Short task
Show every line of the records below that contains the string "hillside". Case counts.

Some records
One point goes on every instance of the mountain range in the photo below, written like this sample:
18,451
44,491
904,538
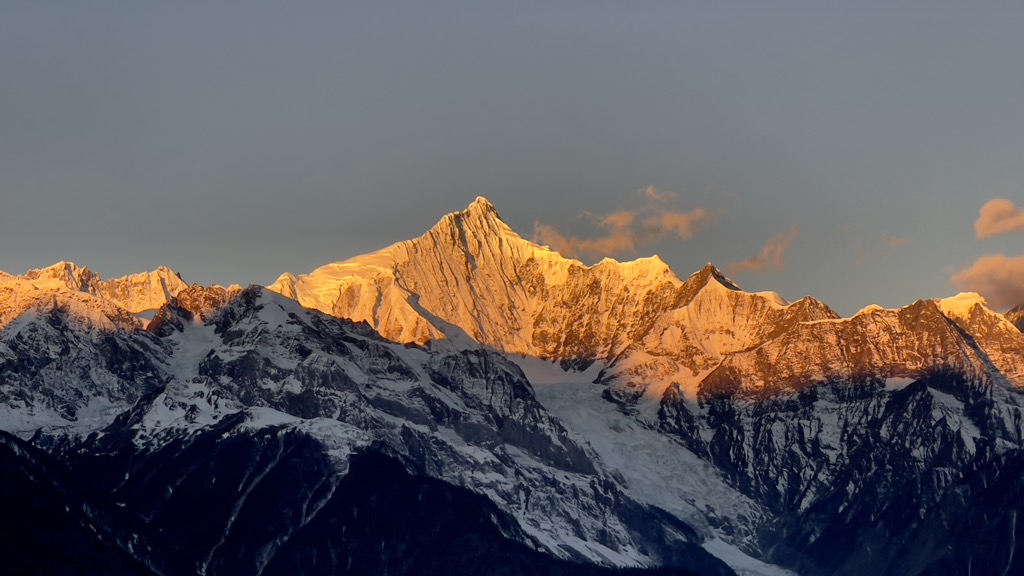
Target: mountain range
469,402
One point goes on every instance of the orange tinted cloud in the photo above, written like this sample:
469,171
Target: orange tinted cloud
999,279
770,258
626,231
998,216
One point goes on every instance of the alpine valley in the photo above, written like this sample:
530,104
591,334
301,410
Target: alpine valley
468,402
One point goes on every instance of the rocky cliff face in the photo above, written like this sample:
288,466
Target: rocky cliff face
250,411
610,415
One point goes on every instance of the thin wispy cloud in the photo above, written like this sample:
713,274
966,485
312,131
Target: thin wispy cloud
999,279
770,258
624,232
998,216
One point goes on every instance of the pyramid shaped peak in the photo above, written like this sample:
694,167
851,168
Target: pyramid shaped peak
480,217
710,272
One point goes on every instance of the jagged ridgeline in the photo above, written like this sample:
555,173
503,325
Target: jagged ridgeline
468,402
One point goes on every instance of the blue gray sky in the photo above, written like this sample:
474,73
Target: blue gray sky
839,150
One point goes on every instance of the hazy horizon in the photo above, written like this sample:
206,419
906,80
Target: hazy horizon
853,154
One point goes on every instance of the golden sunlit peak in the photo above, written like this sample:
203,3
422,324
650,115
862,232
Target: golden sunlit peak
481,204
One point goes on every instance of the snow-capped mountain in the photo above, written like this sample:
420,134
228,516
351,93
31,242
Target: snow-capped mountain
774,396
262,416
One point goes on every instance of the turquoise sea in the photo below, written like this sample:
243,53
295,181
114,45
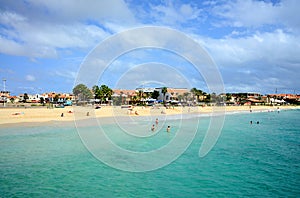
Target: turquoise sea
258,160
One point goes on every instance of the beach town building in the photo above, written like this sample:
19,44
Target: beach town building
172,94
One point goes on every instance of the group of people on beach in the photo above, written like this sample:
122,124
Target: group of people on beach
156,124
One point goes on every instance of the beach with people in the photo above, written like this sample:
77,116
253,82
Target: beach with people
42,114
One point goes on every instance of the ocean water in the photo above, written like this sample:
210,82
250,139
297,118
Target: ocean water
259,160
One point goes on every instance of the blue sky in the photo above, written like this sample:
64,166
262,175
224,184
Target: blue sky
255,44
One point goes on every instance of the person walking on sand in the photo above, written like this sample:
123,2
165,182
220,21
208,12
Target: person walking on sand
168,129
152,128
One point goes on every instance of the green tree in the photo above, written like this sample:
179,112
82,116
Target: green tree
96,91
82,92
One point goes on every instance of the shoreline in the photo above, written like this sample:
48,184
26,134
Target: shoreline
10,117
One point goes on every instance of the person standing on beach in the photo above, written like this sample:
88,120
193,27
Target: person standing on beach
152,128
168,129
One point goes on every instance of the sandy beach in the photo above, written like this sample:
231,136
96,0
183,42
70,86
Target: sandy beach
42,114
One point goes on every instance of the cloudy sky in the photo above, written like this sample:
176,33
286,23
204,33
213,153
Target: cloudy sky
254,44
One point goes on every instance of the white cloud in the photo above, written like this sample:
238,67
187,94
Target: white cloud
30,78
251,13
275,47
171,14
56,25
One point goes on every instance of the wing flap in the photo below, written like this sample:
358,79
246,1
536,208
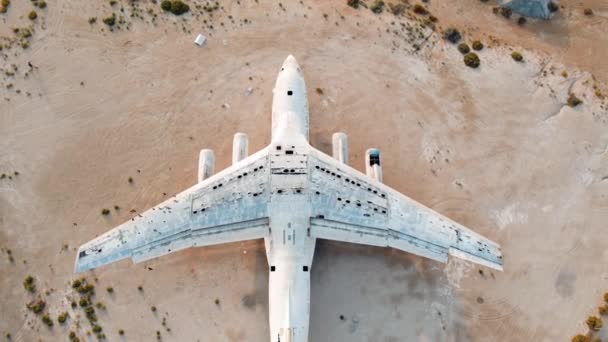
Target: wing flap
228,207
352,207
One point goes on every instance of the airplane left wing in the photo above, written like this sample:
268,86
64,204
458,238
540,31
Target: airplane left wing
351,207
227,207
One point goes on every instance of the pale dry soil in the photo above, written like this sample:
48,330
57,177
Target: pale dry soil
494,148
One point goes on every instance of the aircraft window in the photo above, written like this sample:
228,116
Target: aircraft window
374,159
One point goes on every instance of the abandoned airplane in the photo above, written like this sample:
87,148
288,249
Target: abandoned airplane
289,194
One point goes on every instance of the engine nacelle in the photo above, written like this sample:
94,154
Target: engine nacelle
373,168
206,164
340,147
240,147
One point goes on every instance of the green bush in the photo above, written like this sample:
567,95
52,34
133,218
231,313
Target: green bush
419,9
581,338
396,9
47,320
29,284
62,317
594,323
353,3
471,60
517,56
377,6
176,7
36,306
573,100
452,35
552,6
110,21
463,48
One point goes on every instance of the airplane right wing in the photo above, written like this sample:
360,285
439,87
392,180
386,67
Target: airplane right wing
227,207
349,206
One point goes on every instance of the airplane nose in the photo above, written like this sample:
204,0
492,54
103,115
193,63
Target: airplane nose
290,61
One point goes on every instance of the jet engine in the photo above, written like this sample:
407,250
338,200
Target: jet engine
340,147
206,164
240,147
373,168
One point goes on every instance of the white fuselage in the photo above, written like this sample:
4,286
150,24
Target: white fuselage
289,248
* * *
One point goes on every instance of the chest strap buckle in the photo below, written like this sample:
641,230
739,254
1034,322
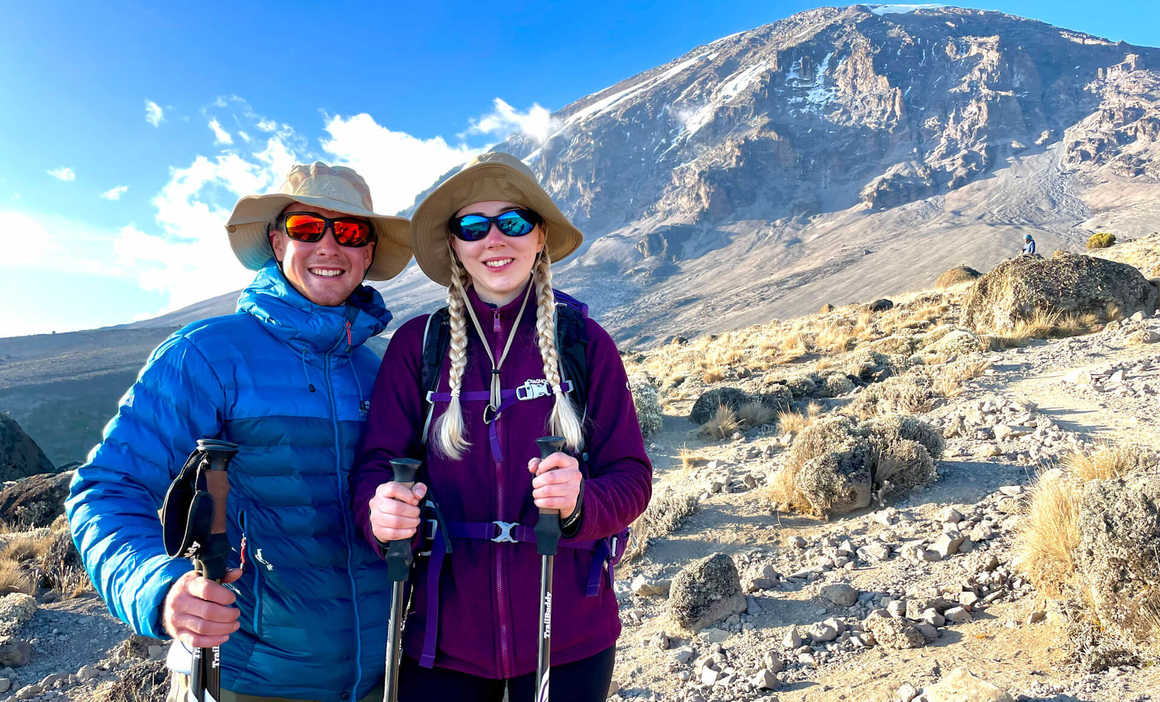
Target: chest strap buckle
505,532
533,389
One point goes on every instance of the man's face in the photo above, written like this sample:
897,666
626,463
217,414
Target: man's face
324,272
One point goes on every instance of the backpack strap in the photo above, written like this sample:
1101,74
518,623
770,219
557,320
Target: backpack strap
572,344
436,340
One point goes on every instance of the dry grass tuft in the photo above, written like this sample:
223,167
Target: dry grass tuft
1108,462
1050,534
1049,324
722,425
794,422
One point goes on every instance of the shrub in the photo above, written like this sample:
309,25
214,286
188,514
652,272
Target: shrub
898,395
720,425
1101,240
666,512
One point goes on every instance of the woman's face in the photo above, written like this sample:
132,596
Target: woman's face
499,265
...
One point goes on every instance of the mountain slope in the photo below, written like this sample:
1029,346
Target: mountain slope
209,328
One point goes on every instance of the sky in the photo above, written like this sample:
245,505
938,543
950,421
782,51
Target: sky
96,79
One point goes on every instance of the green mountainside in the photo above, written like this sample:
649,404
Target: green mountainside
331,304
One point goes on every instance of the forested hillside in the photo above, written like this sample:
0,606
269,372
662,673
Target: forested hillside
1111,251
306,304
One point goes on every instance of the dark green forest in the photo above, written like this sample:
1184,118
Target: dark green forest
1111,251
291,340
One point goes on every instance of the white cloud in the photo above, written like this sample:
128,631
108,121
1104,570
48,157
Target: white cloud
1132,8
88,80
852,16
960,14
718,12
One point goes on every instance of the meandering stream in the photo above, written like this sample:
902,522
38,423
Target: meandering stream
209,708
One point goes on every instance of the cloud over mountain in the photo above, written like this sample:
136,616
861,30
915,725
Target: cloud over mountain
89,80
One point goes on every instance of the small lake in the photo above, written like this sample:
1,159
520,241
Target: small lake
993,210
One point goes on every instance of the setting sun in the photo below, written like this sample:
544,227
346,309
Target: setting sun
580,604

Reply to the task
One point goes on every instance of the forested hillside in the photo above, written like this sample:
Target: forested hillside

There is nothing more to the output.